### Text passage:
______________________________
Garrett Garrett, you think you’re being monitored? Talk to people before you fucking start accusing them. Don’t always assume. It’s not heroic, nor is it ballsy. Just shut the fuck up for once. When you write your little tid bits about how you’re leaving, try to back it up or think it through first. I know I’m personally sick of watching you get on and off get on and off. I love Rping with you and I know a few others who do as well, but if you love your Shadow Clan so much, you’d put effort into it. Stop passing the blame to someone else. You complain how no one ever Rps on the site, put something up for someone to RP with. It may not get responded to while you’re on, but dammit someone will respond.
Cinzia Cinzia, if you’re going to join, fucking RP your character dammit.
Mike *Huggles* You try so hard and I’m sure people appreciate it. Much less than three.
John Keep your nose out of other peoples fucking business. If its not your problem, just stay the fuck out of it. You pull and pick at people until you find something wrong. And then you exploit it. You go on and on. Forgive and let live. Haven’t you ever heard the saying “Let sleeping dogs lie”? Jesus Christ. Stop holding grudges and get your shit together. You say you hate Kayla’s guts. What the hell did she do to you personally? Prove to me that you have a reason. By starting fights on the site, you make it worse. You’re stressing people out and its most definitely not helping. It’s becoming terribly annoying. Stop being a conniving little bastard, ‘kay? Okay.
______________________________
### Data section:
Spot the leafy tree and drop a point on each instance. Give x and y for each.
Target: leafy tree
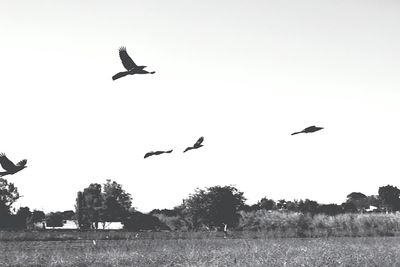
(266, 204)
(37, 216)
(101, 204)
(93, 203)
(116, 202)
(22, 217)
(389, 195)
(359, 200)
(80, 210)
(214, 206)
(8, 195)
(281, 204)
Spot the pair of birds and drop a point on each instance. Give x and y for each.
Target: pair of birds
(196, 145)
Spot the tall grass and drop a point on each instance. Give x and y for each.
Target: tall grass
(381, 251)
(291, 224)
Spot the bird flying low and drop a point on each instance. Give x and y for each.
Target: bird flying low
(130, 66)
(152, 153)
(196, 145)
(310, 129)
(9, 166)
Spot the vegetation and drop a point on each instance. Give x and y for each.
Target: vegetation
(205, 252)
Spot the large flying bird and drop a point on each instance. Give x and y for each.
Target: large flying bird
(129, 65)
(152, 153)
(196, 145)
(310, 129)
(9, 166)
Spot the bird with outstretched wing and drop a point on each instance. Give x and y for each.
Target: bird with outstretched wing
(9, 166)
(152, 153)
(198, 144)
(310, 129)
(130, 65)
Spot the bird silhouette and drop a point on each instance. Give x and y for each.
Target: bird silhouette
(152, 153)
(196, 145)
(9, 166)
(310, 129)
(129, 65)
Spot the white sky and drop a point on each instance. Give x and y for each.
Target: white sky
(243, 74)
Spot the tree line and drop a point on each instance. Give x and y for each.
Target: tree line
(204, 209)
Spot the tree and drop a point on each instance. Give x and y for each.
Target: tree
(93, 203)
(214, 206)
(359, 200)
(116, 202)
(36, 216)
(8, 195)
(102, 204)
(80, 210)
(266, 204)
(22, 217)
(389, 195)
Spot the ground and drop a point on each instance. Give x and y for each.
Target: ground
(344, 251)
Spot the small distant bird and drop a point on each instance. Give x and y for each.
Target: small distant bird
(152, 153)
(9, 166)
(196, 145)
(129, 65)
(310, 129)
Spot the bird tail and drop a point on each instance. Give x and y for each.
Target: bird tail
(120, 75)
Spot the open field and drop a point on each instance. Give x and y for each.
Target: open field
(344, 251)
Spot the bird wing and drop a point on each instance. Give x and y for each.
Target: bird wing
(6, 163)
(309, 128)
(126, 59)
(22, 162)
(201, 139)
(148, 154)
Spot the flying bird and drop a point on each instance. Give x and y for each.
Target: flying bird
(9, 166)
(196, 145)
(310, 129)
(129, 65)
(152, 153)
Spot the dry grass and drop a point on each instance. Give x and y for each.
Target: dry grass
(291, 224)
(372, 251)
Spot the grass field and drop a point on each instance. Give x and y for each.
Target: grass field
(343, 251)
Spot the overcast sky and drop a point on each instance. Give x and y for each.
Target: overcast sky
(243, 74)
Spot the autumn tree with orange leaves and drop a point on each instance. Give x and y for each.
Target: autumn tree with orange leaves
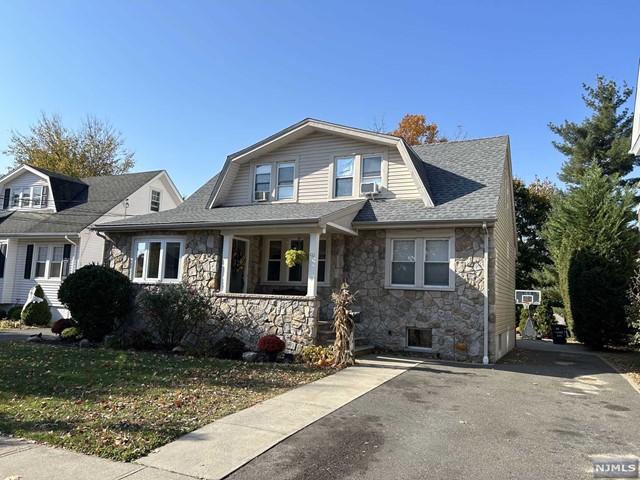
(416, 131)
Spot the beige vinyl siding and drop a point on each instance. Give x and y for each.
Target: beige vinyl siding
(50, 287)
(240, 192)
(10, 273)
(91, 249)
(314, 155)
(505, 248)
(400, 183)
(27, 179)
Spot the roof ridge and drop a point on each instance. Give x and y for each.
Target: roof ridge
(504, 135)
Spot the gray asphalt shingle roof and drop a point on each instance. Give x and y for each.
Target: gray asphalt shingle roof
(95, 199)
(463, 179)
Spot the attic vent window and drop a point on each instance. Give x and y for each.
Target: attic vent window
(155, 201)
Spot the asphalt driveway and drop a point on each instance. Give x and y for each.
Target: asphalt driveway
(537, 414)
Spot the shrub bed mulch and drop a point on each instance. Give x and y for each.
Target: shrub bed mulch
(122, 405)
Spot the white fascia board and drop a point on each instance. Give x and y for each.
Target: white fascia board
(424, 195)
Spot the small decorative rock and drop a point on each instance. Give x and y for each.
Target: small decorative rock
(249, 356)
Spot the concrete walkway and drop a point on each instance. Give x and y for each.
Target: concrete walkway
(217, 449)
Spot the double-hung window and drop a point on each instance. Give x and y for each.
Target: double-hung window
(155, 201)
(262, 183)
(371, 171)
(421, 262)
(157, 260)
(52, 261)
(42, 256)
(285, 181)
(344, 177)
(22, 197)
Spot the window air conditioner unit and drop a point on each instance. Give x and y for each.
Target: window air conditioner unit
(261, 196)
(370, 188)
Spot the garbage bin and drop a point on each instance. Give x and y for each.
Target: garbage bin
(559, 334)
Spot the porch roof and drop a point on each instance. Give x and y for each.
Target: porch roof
(318, 213)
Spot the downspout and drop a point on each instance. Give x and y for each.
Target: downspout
(485, 358)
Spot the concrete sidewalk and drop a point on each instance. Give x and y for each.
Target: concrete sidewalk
(217, 449)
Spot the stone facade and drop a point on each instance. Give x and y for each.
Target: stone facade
(250, 316)
(454, 317)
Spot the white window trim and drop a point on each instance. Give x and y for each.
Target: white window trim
(417, 349)
(159, 200)
(357, 173)
(273, 193)
(420, 237)
(284, 270)
(163, 242)
(48, 261)
(31, 189)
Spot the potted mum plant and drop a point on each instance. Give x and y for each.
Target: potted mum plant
(271, 345)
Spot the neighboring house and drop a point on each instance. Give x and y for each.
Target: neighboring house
(45, 220)
(635, 135)
(425, 235)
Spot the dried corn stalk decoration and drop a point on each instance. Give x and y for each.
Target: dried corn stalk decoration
(344, 326)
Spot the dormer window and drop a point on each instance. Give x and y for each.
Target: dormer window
(22, 197)
(371, 172)
(262, 188)
(155, 201)
(285, 180)
(26, 197)
(344, 177)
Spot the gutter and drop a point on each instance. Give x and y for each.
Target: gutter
(485, 357)
(423, 223)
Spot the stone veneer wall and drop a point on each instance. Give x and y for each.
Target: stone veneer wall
(455, 317)
(250, 316)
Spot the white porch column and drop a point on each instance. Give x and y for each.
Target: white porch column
(227, 242)
(312, 276)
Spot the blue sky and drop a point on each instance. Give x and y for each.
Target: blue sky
(189, 82)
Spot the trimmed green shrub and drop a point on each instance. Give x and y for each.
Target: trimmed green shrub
(37, 313)
(59, 325)
(544, 318)
(99, 298)
(70, 333)
(15, 313)
(172, 311)
(524, 316)
(597, 287)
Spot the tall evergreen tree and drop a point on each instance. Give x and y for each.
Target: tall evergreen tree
(532, 205)
(603, 138)
(589, 230)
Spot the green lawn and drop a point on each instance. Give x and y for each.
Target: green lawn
(121, 405)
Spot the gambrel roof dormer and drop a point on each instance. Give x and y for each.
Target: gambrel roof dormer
(36, 189)
(305, 128)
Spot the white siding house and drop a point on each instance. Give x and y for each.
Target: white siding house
(45, 224)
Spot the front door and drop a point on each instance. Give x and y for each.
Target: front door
(238, 279)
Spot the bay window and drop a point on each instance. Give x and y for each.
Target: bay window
(157, 259)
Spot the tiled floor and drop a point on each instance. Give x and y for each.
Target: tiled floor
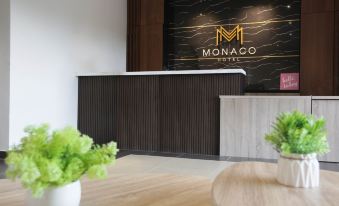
(183, 164)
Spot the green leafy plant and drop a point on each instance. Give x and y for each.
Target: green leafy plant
(45, 160)
(298, 133)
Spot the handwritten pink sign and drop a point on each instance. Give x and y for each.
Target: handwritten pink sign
(289, 81)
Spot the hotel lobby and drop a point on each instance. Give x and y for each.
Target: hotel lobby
(169, 102)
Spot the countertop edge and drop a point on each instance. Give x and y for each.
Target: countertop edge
(183, 72)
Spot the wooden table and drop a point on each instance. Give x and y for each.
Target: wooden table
(125, 190)
(255, 184)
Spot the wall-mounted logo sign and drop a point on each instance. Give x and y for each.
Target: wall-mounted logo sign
(229, 52)
(289, 81)
(222, 33)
______________________________
### The tasks:
**A.** Based on the roleplay site post, state whether each statement below agrees with it: (i) The writer enjoys roleplaying with Garrett. (ii) The writer tells Mike that people do not appreciate the effort. (iii) John is said to hate Kayla. For each, answer yes or no and quote the deciding words.
**B.** In the roleplay site post, which clan does the writer say Garrett loves?

### Outputs in order:
**A.**
(i) Yes: "I love Rping with you"
(ii) No: "You try so hard and I’m sure people appreciate it."
(iii) Yes: "You say you hate Kayla’s guts."

**B.** The Shadow Clan.